From Wikipedia, the free encyclopedia

This is an old revision of this page, as edited by 64.85.217.144 (talk) at 05:48, 9 February 2011 (→‎See also: cat. sorting). The present address (URL) is a permanent link to this revision, which may differ significantly from the current revision.

PNG version of a graph
SVG version of a graph meant to look similar to the PNG

Graphs and other pictures can contribute substantially to an article. Here are some hints on how to create a graph. The source code for each of the example images on this page can be accessed by clicking the image to go to the image description page.

Guidelines

  1. Use the SVG format whenever possible. If you can't, use any software to create the plot in a bitmap format but make it very large, for instance 6000 x 4500 pixel size with Postscript Times or Symbol font size 48 and a line thickness of 17 pixels. Then use software like Photoshop or GIMP to Gaussian blur it at 2 pixels. Finally reduce it down to about 1000 pixels on a side (e.g. 1300 x 975) using bicubic interpolation. This gives a plot with no jagged lines that is also big enough so that someone could download it and use it for projection purposes without apparent pixellation. Save the image as PNG.
  2. Plots should be as language-free as possible, and uploaded to Wikimedia Commons, so that they may be used in any language version of Wikipedia.
  3. The descriptive text should be confined to the caption as much as possible. Try to put as little text as possible in the image itself. You can also place additional text on the image description page if needed.
  4. For SVG images, it is important to use only the fonts supported by MediaWiki (listed here), and to not convert the text into paths. Here are some additional recommendations for text legibility.
  5. It is best if color coding is not the only thing that differentiates parts of the graph. The graph should be understandable even when the article is printed on a gray-scale printer, viewed by the colorblind, or seen on a monochrome display. Use dashed or dotted lines or differently-shaped symbols to identify different objects. In order to make the picture clearer and nicer, you can certainly use color to add redundant information: for example you could plot two different functions with a solid and a dotted line in two different colors. If you use only colors to convey information, choose them so that, if the picture is converted to gray-scale, you still can distinguish them thanks to the evident contrast. You can test your choices with Vischeck. See Wikipedia:Manual of Style#Color_coding.

__________________________________________________

### [Challenge 1]
Pull out every line of the records below that contains the word "dryer".

__________________________________________________

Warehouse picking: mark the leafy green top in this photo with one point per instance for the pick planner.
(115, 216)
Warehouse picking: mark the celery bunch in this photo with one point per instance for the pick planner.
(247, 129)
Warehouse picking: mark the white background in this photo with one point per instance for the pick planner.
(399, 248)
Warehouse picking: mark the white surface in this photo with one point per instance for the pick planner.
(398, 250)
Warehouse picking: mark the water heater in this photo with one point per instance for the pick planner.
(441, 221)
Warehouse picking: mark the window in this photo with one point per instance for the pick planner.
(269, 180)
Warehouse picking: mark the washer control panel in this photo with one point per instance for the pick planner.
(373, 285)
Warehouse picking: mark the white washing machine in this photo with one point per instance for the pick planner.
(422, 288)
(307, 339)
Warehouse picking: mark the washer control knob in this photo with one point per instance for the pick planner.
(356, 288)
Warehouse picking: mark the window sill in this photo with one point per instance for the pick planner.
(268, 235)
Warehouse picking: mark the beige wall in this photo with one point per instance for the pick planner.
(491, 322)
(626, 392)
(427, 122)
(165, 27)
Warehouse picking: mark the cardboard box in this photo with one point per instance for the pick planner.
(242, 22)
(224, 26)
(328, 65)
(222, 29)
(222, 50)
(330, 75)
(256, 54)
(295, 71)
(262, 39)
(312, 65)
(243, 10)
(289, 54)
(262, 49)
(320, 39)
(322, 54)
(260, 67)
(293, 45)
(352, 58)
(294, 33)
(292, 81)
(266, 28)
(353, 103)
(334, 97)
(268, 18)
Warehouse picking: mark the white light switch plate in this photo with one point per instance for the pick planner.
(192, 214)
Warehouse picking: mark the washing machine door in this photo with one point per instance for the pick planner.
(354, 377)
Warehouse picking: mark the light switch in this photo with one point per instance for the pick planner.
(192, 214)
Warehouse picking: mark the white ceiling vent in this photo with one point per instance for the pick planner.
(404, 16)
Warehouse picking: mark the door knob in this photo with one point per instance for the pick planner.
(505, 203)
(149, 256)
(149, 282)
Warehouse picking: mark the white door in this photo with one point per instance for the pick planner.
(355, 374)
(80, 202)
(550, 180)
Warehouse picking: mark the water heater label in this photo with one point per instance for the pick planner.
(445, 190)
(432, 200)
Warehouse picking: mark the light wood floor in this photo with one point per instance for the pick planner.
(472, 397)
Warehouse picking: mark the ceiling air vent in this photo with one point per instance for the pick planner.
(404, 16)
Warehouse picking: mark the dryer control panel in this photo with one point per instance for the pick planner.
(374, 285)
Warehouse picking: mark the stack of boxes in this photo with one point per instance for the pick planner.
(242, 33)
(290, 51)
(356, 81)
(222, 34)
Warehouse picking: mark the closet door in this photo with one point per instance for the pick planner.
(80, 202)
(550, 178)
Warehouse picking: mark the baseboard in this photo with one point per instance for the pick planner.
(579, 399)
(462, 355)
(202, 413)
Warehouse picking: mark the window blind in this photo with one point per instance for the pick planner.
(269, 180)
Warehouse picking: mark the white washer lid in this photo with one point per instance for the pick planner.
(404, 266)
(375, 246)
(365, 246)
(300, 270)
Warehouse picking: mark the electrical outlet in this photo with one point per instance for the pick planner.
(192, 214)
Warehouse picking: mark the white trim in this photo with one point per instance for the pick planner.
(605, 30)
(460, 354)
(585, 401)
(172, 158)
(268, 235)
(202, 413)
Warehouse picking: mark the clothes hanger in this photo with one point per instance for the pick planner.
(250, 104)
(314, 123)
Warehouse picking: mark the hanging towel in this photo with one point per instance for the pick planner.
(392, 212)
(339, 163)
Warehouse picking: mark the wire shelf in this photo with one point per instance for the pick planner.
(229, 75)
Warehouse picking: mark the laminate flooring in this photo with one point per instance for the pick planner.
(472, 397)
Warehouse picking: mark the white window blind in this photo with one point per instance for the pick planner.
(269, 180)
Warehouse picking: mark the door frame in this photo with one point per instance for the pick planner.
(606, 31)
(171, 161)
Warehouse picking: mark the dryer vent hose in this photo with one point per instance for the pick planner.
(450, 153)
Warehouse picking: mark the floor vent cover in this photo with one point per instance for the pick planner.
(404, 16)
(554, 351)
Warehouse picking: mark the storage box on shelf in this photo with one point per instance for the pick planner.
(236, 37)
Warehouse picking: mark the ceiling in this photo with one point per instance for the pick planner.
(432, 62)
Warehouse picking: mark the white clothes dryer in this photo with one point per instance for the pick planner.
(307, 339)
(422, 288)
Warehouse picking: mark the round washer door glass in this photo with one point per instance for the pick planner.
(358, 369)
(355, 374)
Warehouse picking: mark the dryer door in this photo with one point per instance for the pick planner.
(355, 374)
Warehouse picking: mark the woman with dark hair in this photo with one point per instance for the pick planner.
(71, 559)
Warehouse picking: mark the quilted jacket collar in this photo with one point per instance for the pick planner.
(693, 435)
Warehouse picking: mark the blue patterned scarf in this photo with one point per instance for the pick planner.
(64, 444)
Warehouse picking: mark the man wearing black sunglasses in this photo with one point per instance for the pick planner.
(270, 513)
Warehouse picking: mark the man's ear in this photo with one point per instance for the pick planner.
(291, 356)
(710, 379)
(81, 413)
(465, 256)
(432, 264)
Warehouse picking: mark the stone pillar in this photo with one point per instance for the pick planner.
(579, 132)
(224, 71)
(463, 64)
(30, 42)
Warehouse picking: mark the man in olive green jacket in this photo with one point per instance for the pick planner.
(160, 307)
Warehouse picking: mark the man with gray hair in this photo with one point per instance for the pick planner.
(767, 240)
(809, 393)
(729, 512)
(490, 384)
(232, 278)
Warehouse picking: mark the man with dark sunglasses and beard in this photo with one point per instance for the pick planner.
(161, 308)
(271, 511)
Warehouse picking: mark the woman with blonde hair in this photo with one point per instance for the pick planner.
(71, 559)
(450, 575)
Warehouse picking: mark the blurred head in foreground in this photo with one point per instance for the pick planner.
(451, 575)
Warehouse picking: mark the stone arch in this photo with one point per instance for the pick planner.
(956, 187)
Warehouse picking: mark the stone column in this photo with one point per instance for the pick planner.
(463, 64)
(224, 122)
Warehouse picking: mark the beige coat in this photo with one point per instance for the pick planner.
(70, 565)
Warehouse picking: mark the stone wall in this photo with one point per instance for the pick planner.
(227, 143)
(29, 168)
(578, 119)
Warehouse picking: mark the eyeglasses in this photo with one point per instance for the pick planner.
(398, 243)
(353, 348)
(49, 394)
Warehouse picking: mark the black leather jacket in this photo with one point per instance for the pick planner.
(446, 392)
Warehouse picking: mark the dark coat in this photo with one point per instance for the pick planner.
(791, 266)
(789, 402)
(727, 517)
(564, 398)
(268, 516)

__________________________________________________

### [Challenge 2]
Reproduce the passage of the text on creating graphs that begins with "2. Plots should" and ends with "page if needed.".

### [Answer 1]
Warehouse picking: mark the dryer control panel in this photo with one point per instance for the pick planner.
Warehouse picking: mark the dryer vent hose in this photo with one point per instance for the pick planner.
Warehouse picking: mark the white clothes dryer in this photo with one point per instance for the pick planner.
Warehouse picking: mark the dryer door in this photo with one point per instance for the pick planner.

### [Answer 2]
2. Plots should be as language-free as possible, and uploaded to Wikimedia Commons, so that they may be used in any language version of Wikipedia.
  3. The descriptive text should be confined to the caption as much as possible. Try to put as little text as possible in the image itself. You can also place additional text on the image description page if needed.